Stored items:
╔══
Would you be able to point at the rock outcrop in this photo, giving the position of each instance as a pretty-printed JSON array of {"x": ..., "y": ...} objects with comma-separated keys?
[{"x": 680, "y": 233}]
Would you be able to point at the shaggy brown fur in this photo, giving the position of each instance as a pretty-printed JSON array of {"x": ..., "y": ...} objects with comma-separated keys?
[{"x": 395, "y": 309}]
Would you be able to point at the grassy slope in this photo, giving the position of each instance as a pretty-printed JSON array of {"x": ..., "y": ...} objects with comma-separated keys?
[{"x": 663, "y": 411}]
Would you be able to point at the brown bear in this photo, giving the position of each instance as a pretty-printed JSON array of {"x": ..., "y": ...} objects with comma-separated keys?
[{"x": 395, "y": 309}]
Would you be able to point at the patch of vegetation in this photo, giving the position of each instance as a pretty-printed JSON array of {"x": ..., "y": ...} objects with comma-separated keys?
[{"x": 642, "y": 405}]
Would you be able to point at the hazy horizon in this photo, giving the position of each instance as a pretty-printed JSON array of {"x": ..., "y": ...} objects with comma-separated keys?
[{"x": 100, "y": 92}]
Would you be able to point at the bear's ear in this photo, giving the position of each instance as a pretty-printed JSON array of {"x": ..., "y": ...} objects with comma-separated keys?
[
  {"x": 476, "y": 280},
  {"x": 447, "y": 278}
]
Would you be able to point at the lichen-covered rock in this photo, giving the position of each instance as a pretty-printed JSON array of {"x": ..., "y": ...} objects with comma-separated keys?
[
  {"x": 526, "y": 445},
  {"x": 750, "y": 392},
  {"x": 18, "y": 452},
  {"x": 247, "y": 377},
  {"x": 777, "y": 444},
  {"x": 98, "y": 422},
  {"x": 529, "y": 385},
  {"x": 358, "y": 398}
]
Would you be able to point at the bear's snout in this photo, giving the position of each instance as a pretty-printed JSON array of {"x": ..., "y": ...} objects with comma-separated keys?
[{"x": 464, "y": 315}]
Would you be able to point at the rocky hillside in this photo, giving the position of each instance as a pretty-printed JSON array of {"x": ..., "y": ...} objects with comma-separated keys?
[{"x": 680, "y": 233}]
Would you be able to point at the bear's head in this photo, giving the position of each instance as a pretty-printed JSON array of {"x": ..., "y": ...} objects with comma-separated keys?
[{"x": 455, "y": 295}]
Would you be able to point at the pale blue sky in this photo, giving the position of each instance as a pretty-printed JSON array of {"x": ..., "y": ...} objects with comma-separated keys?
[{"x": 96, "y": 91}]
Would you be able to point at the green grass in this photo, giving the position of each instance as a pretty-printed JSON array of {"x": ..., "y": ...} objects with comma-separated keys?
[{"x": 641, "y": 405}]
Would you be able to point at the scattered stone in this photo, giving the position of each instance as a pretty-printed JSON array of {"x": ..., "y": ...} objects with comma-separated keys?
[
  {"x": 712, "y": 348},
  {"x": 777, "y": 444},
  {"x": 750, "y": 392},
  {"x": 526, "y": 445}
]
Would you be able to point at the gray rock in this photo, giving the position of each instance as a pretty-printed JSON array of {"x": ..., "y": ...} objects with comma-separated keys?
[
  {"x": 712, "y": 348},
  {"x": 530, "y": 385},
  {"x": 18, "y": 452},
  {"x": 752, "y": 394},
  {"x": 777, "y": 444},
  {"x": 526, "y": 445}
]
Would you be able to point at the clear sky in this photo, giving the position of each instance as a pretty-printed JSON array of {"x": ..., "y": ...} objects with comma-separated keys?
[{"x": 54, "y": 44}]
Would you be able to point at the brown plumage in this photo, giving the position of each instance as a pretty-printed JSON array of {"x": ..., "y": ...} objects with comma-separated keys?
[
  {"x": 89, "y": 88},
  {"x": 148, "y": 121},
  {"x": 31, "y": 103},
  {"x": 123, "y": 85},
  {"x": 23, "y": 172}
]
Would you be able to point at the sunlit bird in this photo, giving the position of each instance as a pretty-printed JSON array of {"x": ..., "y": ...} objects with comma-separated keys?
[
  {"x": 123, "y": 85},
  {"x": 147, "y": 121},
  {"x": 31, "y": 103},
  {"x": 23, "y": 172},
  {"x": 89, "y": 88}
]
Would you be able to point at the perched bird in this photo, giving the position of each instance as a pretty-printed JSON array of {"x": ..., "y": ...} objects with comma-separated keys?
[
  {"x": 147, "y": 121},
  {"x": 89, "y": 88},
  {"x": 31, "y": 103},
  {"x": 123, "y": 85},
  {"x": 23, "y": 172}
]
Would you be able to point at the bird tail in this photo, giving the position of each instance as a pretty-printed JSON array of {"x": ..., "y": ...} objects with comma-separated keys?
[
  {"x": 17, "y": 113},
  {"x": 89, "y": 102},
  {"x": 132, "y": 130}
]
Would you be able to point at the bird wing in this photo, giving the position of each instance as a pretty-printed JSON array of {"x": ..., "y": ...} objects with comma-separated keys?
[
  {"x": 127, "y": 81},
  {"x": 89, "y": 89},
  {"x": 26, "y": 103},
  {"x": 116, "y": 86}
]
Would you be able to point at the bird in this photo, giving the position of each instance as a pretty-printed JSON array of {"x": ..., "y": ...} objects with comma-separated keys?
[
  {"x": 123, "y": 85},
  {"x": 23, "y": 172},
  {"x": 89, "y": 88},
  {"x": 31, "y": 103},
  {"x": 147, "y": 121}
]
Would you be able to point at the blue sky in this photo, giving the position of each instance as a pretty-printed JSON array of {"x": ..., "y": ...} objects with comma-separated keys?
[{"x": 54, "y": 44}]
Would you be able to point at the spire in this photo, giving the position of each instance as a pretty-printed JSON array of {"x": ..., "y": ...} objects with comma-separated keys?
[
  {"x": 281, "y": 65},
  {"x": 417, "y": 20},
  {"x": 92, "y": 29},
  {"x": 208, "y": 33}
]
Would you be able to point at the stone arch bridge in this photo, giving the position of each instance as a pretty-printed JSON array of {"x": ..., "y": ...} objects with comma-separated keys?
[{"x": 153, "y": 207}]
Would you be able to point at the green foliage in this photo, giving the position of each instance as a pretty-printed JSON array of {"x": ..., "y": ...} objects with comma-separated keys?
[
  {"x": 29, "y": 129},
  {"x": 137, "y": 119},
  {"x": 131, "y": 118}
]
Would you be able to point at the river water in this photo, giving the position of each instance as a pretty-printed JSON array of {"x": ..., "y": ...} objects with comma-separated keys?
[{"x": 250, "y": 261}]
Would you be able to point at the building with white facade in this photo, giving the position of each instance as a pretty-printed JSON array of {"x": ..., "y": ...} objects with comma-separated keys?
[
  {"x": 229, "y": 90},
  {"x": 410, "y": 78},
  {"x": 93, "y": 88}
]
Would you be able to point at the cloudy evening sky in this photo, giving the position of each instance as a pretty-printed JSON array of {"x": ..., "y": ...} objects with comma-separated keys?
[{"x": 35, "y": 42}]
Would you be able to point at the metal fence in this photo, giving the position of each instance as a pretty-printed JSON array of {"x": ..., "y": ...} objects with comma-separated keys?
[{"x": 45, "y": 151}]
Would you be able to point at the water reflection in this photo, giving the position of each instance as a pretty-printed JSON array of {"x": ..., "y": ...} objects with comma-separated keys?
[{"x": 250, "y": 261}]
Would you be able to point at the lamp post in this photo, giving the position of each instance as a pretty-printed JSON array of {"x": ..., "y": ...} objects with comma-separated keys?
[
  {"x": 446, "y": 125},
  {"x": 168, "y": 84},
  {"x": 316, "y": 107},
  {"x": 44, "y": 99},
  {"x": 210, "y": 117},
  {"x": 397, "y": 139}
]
╚══
Task to carry out: Write out, with no changes, the part of the records above that opens with the line containing "Would you be able to point at the metal" and runs to the end of the records.

Output below:
Would you be able to point at the metal fence in this photo, giving the position of each instance as a pretty-printed JSON array of {"x": ..., "y": ...} objects with comma-separated keys?
[{"x": 45, "y": 151}]
Would you be able to point at the water reflection in this photo, giving the position of each instance as a pretty-printed JSON array of {"x": ..., "y": ...} objects with comma-separated keys?
[{"x": 250, "y": 261}]
Would you be able to point at the lamp post in this photo, giving the position of each instance as a pretty-printed JSON array of {"x": ..., "y": ...} objects with comma-separated keys?
[
  {"x": 446, "y": 125},
  {"x": 168, "y": 84},
  {"x": 316, "y": 107},
  {"x": 44, "y": 99},
  {"x": 210, "y": 117},
  {"x": 397, "y": 139}
]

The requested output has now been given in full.